[Records from a point labeling set]
Start

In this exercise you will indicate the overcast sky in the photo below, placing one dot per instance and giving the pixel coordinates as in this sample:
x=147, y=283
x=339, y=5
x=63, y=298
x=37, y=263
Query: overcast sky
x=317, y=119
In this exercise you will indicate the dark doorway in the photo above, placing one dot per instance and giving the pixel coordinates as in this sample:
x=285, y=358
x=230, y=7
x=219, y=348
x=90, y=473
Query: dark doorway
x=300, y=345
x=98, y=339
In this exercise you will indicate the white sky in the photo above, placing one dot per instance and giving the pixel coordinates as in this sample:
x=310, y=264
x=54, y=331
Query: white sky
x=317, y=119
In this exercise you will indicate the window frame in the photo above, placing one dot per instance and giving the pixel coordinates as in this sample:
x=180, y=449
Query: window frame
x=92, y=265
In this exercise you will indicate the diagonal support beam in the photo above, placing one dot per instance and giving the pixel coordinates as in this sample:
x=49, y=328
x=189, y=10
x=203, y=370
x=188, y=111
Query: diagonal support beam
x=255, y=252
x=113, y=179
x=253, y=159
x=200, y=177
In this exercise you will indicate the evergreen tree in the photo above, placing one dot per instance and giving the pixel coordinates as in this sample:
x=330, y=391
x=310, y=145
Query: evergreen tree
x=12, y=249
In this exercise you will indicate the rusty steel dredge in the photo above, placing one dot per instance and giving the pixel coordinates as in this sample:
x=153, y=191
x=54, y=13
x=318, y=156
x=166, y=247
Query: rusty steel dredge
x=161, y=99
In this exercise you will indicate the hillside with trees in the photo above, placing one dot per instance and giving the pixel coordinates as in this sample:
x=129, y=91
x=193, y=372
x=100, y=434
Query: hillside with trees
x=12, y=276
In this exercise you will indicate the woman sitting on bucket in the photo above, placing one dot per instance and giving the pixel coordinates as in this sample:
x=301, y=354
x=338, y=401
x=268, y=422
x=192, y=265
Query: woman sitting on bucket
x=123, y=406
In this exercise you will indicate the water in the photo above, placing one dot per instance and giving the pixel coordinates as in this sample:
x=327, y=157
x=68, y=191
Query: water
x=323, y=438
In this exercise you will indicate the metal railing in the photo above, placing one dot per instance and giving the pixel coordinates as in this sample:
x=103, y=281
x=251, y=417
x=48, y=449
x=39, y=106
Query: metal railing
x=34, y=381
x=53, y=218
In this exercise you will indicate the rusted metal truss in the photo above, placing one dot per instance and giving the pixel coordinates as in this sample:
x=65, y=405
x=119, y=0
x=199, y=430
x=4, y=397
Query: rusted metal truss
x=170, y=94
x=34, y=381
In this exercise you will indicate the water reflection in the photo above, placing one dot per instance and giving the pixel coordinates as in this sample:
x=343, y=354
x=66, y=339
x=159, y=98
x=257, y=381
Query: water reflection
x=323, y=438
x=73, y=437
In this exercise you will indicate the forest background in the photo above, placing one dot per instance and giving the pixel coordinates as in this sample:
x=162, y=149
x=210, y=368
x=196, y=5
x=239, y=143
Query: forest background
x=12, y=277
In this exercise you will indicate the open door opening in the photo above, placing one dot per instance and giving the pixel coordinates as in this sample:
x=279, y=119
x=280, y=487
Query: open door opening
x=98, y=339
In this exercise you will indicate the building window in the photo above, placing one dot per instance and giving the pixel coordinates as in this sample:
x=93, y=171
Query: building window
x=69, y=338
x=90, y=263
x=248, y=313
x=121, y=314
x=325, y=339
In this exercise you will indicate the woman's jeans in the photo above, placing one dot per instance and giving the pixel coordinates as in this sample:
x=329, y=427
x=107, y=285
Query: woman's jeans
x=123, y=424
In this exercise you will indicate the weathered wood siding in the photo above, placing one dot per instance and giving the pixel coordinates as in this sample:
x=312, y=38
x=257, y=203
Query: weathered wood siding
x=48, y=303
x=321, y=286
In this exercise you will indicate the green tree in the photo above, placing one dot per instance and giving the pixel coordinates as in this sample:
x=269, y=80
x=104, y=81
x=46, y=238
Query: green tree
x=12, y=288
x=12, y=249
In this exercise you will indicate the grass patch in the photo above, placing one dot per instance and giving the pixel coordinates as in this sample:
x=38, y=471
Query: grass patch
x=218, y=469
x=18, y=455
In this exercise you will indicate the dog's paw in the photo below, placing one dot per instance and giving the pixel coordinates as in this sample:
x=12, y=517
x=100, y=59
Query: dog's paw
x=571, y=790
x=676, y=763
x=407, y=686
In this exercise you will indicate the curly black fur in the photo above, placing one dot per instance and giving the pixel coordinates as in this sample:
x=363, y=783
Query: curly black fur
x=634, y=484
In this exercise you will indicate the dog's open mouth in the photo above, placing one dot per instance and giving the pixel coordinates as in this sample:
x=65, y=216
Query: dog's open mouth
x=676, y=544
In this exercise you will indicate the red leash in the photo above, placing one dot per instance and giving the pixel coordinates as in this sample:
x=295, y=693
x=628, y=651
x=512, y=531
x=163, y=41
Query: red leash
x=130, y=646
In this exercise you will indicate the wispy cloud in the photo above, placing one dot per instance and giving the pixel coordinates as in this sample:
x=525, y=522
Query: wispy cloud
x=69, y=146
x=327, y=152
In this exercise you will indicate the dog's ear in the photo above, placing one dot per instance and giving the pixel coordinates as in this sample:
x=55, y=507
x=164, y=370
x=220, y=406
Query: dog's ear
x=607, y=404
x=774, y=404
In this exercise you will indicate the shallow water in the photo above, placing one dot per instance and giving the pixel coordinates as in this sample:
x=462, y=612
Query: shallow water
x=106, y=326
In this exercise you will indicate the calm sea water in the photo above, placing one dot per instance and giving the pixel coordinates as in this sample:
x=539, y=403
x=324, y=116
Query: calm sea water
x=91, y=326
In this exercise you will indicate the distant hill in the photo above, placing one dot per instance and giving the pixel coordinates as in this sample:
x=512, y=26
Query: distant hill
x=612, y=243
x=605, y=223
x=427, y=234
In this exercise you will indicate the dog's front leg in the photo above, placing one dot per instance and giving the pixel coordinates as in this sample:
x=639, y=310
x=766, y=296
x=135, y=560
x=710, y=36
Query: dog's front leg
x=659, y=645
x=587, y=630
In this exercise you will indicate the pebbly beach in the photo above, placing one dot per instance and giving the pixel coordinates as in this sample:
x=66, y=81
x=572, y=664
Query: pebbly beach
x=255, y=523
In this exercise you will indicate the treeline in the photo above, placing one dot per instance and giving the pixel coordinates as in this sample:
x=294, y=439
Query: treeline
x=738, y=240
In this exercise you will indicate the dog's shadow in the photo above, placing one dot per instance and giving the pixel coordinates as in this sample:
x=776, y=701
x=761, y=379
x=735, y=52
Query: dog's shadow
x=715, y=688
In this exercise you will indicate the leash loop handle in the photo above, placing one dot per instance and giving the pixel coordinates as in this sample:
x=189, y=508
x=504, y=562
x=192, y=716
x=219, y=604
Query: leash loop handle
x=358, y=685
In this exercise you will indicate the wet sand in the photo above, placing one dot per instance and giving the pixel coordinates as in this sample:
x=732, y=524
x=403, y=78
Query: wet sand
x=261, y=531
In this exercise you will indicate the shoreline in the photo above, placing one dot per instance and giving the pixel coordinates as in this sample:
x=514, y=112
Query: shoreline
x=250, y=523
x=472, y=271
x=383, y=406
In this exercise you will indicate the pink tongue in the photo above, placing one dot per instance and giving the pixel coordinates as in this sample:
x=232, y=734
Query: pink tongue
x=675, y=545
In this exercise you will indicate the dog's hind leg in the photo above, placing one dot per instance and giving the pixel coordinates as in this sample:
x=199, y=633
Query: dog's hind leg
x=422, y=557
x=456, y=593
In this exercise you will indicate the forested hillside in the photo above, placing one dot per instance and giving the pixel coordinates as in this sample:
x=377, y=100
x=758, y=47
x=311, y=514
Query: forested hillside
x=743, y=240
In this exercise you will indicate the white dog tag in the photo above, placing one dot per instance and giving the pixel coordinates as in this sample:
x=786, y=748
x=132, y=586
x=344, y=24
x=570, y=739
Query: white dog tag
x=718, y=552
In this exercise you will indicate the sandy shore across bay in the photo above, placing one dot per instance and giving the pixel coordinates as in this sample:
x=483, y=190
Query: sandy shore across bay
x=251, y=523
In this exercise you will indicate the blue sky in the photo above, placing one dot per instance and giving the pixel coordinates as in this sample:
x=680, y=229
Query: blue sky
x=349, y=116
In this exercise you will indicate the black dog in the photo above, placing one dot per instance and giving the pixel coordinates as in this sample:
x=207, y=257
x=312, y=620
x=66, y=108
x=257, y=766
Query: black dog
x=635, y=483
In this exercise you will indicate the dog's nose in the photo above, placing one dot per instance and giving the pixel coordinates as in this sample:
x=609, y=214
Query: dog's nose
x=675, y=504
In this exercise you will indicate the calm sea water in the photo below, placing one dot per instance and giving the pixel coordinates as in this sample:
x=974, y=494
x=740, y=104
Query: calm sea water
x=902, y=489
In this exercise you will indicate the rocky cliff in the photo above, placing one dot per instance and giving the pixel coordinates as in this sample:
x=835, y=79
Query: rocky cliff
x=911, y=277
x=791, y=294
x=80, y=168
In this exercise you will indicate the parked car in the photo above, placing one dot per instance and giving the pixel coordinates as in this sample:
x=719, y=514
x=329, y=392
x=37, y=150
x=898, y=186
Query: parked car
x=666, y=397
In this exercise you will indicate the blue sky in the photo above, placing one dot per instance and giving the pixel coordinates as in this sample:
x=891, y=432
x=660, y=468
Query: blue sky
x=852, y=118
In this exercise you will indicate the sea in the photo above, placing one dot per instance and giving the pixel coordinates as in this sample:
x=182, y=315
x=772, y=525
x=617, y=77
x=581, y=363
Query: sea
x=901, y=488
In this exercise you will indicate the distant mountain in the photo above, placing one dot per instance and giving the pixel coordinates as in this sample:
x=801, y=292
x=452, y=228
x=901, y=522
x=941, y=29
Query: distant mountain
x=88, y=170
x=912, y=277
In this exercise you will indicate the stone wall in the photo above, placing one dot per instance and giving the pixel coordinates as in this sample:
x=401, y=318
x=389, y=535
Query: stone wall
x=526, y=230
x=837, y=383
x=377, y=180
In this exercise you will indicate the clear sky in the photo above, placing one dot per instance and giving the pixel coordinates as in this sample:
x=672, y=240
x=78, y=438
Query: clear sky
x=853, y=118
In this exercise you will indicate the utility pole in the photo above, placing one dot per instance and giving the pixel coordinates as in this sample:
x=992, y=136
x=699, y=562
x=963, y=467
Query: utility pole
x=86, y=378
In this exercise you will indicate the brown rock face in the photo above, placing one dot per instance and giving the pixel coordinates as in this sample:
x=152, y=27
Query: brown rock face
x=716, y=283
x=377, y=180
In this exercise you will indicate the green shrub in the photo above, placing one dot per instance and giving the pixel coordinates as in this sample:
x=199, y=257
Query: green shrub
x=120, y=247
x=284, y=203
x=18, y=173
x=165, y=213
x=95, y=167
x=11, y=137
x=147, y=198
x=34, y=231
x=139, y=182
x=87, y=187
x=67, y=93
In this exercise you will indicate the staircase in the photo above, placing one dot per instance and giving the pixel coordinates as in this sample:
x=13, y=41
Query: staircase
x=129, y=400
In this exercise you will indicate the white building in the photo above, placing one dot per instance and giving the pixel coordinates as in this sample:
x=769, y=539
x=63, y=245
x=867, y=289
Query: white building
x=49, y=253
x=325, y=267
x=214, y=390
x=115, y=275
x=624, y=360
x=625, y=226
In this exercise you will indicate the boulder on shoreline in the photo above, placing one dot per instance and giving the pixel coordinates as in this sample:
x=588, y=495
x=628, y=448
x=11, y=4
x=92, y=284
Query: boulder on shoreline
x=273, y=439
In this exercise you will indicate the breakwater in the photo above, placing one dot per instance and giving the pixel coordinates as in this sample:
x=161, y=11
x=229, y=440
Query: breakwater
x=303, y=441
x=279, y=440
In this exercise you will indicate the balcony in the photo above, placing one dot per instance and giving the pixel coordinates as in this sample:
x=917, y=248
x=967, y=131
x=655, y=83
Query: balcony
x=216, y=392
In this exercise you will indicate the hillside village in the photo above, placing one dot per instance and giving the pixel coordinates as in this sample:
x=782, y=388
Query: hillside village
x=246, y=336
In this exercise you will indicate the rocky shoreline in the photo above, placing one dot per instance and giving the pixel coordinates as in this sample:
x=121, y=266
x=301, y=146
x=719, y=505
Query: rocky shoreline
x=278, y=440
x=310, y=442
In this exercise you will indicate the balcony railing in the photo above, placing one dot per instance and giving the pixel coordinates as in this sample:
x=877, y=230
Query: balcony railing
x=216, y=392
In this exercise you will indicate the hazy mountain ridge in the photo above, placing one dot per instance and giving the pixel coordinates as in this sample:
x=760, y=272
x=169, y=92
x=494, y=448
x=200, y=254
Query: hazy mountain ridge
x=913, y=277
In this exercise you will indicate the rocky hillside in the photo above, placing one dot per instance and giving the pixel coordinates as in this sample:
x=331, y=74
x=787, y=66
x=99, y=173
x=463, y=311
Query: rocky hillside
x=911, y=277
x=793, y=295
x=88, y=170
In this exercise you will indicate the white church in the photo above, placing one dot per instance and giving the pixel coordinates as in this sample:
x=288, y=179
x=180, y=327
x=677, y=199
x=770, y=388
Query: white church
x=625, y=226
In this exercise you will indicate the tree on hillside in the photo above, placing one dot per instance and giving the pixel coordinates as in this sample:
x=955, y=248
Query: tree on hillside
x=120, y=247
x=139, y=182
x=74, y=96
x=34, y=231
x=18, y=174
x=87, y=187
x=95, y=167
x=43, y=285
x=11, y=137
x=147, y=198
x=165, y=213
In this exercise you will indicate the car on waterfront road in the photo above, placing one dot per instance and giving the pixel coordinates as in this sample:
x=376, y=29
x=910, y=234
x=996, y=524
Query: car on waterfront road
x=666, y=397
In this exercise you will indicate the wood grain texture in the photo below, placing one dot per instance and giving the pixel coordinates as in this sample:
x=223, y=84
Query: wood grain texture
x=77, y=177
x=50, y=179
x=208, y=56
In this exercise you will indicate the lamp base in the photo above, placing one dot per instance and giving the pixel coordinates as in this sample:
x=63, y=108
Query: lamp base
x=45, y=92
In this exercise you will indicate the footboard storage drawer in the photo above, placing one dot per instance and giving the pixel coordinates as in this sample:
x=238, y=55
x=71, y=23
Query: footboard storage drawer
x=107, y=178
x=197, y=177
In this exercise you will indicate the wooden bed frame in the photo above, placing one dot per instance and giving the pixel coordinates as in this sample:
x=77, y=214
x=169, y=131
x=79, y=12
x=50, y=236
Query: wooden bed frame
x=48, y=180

End

## EXERCISE OBJECTIVE
Quote the lines of the items, starting at the line containing "In this exercise you will indicate the dog's open" and ending at the line containing "x=130, y=646", with both of those lines included.

## ANSWER BELOW
In this exercise you will indicate the dog's open mouth in the photo above, placing one dot per instance and giving the pixel coordinates as in this sample:
x=65, y=216
Query: dog's open mouth
x=676, y=544
In this exercise you will indicate the red leash in the photo above, placing one dot per instance and giving the pixel coordinates as in this sample:
x=295, y=693
x=628, y=651
x=512, y=531
x=163, y=41
Query: red leash
x=130, y=646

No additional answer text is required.